>> begin Reading text
Posted on 08/07/2014 by Jamie Eaton in Category Managed Services
We recently held a webinar with Spend Matters to debate ways in which procurement professionals can work better with internal stakeholders. The webinar featured expert opinion from Peter Smith, Managing Editor of Spend Matters and our very own Jon Milton, Business Development Director​.

Better working relationships with internal stakeholders have never been more important in procurement, as professionals from Category Managers to CPO’s look to add greater value to the business at large. Working better with internal stakeholders sounds fairly simple but large businesses are complex and, without collaboration of strategy, objectives and working practices, situations can quickly develop where there are misaligned and contradictory practices.

In the category of temporary labour, it is essential for procurement to collaborate with colleagues in human resources, finance and operations to ensure the businesses’ temporary recruitment needs are met with value for money. The webinar highlighted five ways procurement can work better with internal stakeholders and from a temporary labour perspective, these are:

1. Put yourself in the shoes of your stakeholders

Firstly, it is important for procurement to take the time to understand their stakeholder’s role and the key issues concerning their hiring activity, spend and usage of temporary labour. Having this ability to view situations from a variety of perspectives is important to get buy-in from various stakeholders.

To effectively manage temporary recruitment in complex and diverse businesses can be a challenge. Procurement must ensure they understand the needs of all hiring managers and departments in terms of their approach to hiring (short-term unplanned to long-term planned), the types of roles, volumes of workers, usage patterns (such as seasonal trends) and the number of recruitment agencies used. Understanding these challenges from the perspective of the stakeholder is crucial for procurement to add value.

2. Identify and support what is most important to them and achievement of their goals

Secondly, being personal in your approach to identify and support your various stakeholders is crucial for procurement. The usage of temporary workers is likely to vary by division, location and even by hiring manager. You may have divisions that have a high volume of homogenous temporary roles that require workers to be available with little notice. Others may have low or disparate usage but require a long lead in time to secure the best available candidates. Identifying this complexity is crucial in order to procure a solution that helps your stakeholders achieve their goals.
>> end Reading text
>> begin Given data
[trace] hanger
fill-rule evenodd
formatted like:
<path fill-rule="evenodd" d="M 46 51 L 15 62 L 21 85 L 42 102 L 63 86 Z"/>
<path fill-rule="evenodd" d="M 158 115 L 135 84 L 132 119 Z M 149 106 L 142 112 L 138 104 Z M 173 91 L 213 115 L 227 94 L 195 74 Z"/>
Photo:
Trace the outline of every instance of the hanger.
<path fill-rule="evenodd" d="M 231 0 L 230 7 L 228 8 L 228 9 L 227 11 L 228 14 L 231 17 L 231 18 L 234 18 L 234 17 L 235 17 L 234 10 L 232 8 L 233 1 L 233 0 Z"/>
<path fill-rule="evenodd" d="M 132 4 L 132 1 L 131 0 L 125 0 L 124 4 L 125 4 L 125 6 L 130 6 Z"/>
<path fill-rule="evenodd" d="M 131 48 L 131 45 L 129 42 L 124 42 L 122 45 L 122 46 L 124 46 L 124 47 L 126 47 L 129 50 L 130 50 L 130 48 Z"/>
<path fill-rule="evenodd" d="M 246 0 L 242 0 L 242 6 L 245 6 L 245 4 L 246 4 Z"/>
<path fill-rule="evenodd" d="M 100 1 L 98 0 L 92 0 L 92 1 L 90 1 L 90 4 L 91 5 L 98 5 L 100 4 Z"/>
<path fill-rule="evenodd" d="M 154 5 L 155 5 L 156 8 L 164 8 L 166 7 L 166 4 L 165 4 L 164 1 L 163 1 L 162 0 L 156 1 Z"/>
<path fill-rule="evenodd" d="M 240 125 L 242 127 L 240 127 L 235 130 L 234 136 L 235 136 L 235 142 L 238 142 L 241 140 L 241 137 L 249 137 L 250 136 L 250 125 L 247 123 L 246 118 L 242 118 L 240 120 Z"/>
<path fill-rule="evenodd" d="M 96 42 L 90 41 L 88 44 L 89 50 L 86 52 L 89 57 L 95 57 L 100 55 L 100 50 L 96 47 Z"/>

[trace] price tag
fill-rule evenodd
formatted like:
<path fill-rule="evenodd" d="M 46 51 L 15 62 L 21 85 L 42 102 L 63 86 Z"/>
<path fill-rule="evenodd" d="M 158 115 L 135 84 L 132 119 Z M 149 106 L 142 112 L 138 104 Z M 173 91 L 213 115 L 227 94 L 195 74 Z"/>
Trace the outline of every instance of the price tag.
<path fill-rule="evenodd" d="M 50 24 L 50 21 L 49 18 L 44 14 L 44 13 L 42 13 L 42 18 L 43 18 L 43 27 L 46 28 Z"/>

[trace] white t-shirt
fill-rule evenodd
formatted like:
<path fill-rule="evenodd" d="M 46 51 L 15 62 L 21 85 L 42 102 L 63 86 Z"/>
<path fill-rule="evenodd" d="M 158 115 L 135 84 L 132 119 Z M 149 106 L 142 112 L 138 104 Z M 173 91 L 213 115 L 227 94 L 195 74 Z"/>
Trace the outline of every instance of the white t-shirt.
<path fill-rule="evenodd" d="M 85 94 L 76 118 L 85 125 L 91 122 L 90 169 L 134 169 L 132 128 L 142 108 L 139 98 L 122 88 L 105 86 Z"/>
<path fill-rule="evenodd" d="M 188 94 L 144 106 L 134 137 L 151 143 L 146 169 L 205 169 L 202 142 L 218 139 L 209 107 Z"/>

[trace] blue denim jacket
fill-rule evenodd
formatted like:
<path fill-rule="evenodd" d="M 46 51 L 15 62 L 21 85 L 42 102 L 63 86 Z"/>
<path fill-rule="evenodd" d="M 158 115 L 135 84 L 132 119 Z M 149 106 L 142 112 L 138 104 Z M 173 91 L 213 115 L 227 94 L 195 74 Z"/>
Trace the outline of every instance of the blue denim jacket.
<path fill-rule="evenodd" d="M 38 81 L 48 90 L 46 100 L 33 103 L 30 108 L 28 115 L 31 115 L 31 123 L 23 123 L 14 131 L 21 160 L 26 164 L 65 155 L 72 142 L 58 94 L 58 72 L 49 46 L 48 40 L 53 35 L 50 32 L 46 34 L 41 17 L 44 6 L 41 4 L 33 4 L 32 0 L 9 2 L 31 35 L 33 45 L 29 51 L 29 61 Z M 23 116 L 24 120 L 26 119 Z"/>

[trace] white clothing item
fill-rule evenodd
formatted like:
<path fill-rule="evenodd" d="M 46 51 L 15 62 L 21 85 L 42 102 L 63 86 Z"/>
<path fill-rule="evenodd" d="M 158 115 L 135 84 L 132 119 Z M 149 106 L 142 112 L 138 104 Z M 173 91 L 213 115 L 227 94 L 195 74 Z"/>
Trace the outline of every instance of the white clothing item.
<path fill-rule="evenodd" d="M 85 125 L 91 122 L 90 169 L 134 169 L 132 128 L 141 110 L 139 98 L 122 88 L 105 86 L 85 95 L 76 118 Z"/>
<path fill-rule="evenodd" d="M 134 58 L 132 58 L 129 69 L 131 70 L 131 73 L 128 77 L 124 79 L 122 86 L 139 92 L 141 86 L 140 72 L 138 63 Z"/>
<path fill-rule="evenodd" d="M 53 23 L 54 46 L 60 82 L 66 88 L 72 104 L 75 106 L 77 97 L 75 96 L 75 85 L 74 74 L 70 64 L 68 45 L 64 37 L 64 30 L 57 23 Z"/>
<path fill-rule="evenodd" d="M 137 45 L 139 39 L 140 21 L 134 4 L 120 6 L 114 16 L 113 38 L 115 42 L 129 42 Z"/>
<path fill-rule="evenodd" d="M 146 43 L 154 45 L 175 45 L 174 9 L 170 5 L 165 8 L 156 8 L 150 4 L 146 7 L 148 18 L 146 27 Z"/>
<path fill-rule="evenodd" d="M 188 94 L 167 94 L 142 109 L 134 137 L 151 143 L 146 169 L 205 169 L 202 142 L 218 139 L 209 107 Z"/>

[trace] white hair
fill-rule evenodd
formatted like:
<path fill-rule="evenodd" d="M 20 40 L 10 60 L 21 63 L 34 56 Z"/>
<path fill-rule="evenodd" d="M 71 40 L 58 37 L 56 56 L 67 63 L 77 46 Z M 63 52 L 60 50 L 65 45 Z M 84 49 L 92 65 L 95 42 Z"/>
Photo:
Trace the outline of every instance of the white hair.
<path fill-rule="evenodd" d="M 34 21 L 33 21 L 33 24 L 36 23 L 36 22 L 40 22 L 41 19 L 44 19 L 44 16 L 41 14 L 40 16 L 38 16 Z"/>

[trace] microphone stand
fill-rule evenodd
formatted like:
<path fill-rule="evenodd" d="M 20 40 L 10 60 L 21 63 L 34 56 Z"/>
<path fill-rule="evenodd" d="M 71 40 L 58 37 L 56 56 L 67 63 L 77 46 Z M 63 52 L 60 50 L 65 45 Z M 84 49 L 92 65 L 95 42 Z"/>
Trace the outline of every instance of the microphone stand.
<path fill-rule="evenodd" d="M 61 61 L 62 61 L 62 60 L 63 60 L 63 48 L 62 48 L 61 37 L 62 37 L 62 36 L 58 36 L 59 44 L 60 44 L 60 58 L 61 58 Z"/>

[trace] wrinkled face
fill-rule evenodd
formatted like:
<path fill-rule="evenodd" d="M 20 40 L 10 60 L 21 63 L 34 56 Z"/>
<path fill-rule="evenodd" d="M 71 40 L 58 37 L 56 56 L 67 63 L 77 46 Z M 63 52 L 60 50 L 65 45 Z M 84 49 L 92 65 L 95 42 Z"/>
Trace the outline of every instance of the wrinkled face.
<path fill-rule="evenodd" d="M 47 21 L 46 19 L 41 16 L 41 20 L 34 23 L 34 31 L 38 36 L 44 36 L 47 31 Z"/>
>> end Given data
What you need to do:
1. Reproduce the procurement article word for word, everything from "Firstly, it is" down to "from various stakeholders.".
2. In the procurement article, which three groups of colleagues must procurement collaborate with in the category of temporary labour?
The data above come from a different source than the procurement article.

Completed exercise:
1.
Firstly, it is important for procurement to take the time to understand their stakeholder’s role and the key issues concerning their hiring activity, spend and usage of temporary labour. Having this ability to view situations from a variety of perspectives is important to get buy-in from various stakeholders.

2. Human resources, finance and operations.